Brano fornito ::
Corradino si dirige verso la fedele Lucera che, dopo aver scatenato la ribellione nel regno il 2 febbraio 1268, dal 20 maggio 1268 era sotto assedio da parte di Carlo I, il quale, per volere della Santa Sede, aveva organizzato una crociata per debellare l'ultima roccaforte islamica del meridione. Lasciato l'assedio, Carlo andò incontro a Corradino e la battaglia si svolse presso i piani Palentini, tra i territori pianeggianti di Scurcola Marsicana ed Albe; prese comunque il nome dalla località di Tagliacozzo, che era il centro abitato più importante dell'omonima contea marsicana, situato a breve distanza dal luogo dello scontro. Queste le forze in campo: circa 9000 imperiali per Corradino; circa 6000 soldati per Carlo d'Angiò.

L'esercito di Corradino, costituito da soldati tedeschi, pisani, romani, spagnoli e arabi, era suddiviso in tre armate: la 1ª agli ordini di Federico I di Baden-Baden e dello stesso Corradino, la 2ª guidata da Galvano de Lancia e la 3ª da Enrico de Lancia. Le truppe angioine erano comandate da Carlo d'Angiò, dal consigliere Erardo (o Alardo) di Valéry e da Guglielmo Stendardo.

Sfida A :: Stabilisci se ciascuna affermazione concorda con il brano sulla battaglia di Tagliacozzo. Rispondi sì o no e cita alla lettera le parole del brano che lo stabiliscono. (i) La battaglia si svolse nel centro abitato di Tagliacozzo. (ii) L'esercito di Corradino era suddiviso in tre armate. (iii) Carlo d'Angiò disponeva di circa 9000 soldati.

Dati forniti ::

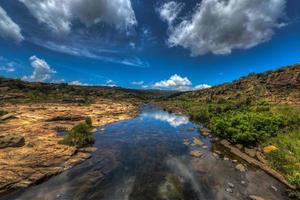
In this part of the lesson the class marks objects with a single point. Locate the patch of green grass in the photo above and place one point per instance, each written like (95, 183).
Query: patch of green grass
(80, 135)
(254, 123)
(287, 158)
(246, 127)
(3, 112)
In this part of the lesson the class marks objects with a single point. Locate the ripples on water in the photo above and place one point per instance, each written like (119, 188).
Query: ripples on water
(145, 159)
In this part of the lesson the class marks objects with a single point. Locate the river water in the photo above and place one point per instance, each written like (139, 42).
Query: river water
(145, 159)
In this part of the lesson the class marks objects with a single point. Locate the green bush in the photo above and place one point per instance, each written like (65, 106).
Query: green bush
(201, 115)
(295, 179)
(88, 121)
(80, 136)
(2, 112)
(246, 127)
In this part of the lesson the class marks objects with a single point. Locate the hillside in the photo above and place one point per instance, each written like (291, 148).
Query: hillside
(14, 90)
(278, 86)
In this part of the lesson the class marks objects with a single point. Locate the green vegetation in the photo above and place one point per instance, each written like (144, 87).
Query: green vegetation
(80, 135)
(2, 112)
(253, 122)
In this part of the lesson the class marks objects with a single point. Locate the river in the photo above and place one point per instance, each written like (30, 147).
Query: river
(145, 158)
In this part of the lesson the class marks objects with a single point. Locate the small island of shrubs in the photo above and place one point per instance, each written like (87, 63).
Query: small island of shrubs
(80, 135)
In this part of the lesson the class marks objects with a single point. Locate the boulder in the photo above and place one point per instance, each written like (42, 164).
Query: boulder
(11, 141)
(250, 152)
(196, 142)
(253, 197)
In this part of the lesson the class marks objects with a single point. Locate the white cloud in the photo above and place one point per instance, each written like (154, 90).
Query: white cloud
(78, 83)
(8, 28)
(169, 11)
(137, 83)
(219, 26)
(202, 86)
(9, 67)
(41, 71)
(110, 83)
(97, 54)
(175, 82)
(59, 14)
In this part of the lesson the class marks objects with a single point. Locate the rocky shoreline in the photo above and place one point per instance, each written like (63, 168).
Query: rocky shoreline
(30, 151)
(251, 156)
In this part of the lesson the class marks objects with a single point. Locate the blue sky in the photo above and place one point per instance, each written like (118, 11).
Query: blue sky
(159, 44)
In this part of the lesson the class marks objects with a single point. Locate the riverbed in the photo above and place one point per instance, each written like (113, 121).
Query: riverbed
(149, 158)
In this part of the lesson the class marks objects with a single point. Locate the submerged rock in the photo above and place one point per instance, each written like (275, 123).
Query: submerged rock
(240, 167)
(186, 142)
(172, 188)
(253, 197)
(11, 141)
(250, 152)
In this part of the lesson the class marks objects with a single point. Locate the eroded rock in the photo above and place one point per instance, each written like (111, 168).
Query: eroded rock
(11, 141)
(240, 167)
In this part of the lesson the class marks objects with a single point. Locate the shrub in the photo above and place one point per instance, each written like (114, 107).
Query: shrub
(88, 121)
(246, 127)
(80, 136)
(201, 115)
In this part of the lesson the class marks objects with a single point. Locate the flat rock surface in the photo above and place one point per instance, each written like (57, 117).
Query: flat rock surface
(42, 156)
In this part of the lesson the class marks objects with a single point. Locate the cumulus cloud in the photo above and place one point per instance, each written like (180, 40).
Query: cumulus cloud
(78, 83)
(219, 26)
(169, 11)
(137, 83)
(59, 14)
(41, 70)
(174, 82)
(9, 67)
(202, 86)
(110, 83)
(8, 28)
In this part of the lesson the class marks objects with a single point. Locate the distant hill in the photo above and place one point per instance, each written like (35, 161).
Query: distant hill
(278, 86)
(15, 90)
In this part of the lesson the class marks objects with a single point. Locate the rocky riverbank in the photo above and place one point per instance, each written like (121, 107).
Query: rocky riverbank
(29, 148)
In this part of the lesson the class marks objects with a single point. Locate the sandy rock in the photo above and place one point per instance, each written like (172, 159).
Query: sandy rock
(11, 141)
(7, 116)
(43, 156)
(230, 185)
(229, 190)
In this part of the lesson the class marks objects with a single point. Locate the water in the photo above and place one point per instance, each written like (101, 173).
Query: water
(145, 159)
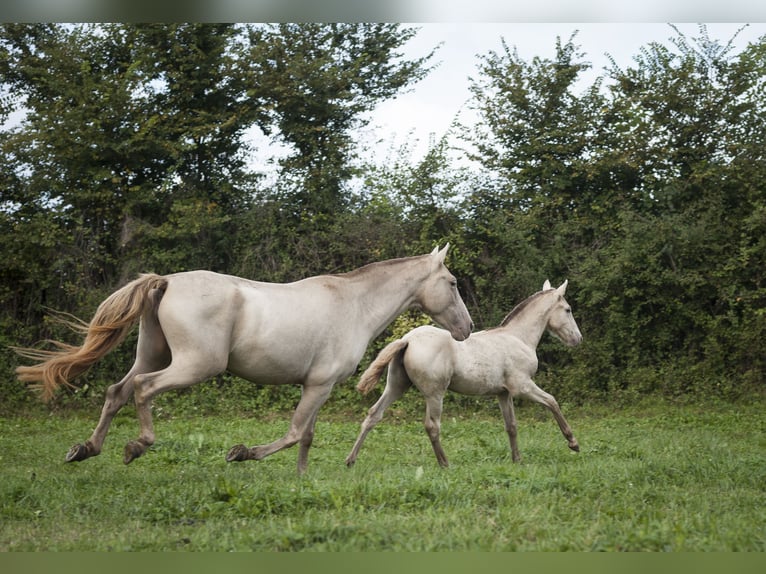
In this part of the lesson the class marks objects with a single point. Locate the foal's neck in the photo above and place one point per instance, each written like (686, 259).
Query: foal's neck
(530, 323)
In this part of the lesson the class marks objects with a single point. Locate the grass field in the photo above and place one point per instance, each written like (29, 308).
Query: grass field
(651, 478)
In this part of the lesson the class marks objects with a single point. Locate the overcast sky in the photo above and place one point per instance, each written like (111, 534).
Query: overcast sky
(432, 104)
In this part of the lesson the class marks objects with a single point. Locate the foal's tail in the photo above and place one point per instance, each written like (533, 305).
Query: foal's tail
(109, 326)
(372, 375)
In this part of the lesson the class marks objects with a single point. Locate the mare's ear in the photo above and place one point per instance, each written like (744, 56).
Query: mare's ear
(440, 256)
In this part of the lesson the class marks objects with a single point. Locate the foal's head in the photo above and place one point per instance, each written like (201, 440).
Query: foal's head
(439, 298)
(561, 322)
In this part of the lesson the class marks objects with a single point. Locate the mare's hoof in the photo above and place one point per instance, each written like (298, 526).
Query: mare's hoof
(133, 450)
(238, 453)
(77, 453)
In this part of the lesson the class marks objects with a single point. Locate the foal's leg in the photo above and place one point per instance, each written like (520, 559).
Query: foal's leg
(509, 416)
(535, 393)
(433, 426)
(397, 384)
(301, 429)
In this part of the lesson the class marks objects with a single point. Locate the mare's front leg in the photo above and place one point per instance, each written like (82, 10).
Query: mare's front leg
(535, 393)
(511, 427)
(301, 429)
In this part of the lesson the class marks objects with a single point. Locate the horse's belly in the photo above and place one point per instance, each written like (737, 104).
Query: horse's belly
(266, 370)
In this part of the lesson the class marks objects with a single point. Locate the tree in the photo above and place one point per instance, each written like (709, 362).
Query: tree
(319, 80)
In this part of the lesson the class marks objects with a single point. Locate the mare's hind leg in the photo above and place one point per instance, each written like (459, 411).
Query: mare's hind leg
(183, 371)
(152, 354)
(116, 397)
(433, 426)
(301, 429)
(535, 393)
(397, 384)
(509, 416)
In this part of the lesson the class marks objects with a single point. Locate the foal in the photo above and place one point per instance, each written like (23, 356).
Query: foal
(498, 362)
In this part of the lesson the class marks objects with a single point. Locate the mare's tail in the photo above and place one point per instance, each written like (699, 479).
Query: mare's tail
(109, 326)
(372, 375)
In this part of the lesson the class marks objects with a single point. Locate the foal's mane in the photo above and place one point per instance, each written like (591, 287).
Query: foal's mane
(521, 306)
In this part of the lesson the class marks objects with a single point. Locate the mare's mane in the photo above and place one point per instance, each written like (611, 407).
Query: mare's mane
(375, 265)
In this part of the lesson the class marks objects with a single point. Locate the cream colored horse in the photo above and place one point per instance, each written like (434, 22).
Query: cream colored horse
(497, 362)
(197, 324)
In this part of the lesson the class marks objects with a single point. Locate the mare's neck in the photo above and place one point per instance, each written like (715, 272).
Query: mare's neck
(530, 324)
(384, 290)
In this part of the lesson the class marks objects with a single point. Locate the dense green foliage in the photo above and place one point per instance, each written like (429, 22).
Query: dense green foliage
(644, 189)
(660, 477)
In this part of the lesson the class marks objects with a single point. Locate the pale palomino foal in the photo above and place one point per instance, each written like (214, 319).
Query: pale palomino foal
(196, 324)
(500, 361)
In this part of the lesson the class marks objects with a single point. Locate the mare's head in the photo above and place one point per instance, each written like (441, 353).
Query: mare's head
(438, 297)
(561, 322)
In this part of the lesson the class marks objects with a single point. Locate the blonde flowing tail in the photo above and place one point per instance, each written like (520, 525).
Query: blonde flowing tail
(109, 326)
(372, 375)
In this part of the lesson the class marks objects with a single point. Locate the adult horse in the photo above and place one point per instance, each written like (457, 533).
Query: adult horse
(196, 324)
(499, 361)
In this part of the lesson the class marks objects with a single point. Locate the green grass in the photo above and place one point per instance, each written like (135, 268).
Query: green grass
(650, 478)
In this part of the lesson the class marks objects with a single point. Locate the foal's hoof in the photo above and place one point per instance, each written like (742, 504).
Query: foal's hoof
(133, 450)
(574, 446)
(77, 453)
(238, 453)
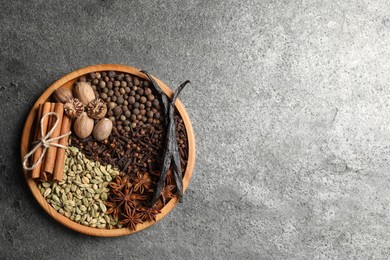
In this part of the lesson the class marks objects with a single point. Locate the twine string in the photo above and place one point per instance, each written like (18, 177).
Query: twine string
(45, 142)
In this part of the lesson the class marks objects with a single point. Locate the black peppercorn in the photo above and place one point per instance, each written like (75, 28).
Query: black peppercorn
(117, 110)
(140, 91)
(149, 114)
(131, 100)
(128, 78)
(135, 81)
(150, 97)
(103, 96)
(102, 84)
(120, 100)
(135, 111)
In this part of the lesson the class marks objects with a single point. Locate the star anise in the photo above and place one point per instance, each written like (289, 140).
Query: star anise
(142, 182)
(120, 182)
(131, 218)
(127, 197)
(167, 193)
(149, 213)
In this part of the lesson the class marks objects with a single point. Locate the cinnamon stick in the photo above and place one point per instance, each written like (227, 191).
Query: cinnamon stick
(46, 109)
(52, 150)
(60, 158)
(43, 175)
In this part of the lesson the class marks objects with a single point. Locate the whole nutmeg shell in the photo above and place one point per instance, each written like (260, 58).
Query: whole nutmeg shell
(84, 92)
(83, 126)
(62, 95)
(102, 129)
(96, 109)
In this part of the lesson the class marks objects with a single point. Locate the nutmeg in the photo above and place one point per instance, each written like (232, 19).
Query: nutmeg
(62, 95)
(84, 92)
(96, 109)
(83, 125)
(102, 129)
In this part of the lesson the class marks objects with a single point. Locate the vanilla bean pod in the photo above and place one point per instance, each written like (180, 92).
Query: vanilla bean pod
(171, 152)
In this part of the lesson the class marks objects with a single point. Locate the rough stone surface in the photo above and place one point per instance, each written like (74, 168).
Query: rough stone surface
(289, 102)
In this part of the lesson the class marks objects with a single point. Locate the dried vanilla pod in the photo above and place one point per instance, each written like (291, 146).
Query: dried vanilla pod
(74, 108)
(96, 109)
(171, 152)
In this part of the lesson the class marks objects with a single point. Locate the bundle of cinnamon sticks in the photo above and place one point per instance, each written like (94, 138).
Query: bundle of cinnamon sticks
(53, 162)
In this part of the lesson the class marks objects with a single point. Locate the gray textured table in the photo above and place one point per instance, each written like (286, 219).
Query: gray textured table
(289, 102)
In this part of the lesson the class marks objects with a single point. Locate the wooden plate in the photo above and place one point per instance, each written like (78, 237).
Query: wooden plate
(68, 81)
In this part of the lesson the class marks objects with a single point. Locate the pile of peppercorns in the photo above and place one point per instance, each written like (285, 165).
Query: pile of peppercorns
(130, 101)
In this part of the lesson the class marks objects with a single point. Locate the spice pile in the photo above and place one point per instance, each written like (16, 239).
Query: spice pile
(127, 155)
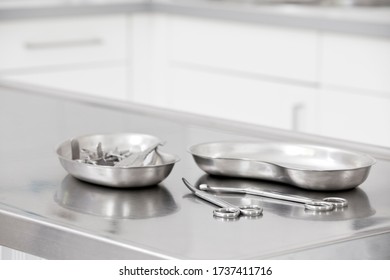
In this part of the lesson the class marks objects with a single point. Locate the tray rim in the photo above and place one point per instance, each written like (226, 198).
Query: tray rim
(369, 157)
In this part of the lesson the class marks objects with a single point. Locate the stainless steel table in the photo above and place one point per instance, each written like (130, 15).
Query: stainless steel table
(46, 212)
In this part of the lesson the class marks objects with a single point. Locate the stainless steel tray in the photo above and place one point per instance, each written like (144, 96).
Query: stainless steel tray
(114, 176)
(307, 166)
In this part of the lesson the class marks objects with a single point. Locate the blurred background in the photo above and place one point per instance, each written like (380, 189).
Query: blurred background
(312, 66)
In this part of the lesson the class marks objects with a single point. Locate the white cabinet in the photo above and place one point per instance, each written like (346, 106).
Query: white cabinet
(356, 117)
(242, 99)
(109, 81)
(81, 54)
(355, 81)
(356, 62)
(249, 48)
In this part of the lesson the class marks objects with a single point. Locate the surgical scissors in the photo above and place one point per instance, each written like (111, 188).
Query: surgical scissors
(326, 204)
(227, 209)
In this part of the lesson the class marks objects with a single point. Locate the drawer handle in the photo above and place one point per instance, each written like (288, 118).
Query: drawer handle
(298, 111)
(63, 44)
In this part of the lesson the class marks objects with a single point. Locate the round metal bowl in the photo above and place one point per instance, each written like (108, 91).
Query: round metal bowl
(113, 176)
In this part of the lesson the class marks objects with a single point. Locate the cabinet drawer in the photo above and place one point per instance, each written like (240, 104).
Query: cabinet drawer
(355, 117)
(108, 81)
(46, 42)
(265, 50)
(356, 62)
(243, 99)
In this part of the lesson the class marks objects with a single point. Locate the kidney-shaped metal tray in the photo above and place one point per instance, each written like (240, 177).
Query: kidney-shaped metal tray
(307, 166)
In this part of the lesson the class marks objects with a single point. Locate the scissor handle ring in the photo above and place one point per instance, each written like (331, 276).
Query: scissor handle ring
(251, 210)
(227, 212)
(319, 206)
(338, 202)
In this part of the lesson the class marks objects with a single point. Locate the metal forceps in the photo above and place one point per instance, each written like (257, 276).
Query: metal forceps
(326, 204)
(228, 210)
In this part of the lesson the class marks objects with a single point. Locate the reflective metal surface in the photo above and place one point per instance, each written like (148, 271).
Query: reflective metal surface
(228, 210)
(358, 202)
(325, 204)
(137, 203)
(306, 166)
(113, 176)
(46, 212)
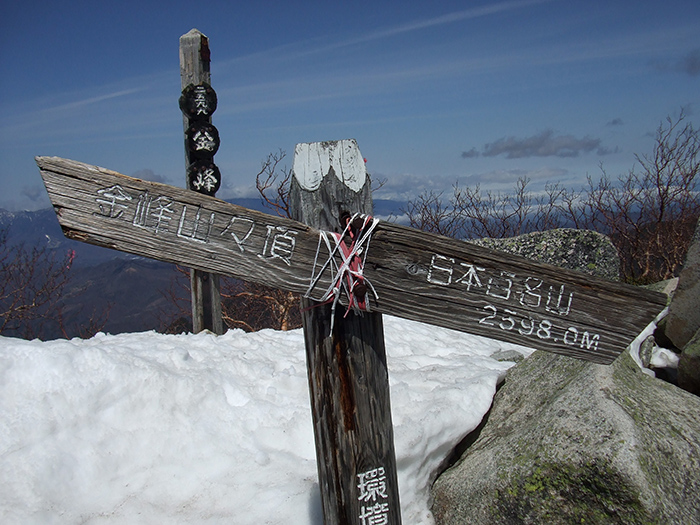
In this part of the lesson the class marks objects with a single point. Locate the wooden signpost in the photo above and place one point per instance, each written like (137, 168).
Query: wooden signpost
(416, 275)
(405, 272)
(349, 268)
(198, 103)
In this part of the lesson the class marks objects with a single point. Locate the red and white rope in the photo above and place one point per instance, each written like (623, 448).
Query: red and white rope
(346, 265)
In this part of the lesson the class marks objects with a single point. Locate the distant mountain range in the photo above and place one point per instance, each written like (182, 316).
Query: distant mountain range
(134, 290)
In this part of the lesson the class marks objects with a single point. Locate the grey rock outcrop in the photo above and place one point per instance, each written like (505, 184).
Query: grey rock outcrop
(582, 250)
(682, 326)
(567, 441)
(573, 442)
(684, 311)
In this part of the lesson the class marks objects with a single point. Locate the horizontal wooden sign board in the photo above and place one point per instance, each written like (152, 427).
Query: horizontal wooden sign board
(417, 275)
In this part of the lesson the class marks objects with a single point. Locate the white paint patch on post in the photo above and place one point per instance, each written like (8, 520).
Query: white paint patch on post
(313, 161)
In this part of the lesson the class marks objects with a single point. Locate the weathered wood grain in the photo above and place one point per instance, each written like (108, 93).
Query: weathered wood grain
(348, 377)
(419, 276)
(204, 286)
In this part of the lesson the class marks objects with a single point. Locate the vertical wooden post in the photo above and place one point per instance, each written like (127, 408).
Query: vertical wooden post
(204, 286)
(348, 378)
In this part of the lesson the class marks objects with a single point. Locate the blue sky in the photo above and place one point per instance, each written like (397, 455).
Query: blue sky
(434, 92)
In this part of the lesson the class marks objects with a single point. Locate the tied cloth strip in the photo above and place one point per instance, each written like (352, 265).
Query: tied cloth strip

Sfida B :: Per favore, indica quante righe dell'elenco contengono la stringa "surgical", tenendo conto di maiuscole e minuscole. Scrivi soltanto il numero.

Soluzione A ::
(i) No: "la battaglia si svolse presso i piani Palentini, tra i territori pianeggianti di Scurcola Marsicana ed Albe".
(ii) Sì: "era suddiviso in tre armate".
(iii) No: "circa 6000 soldati per Carlo d'Angiò".

Soluzione B :: 2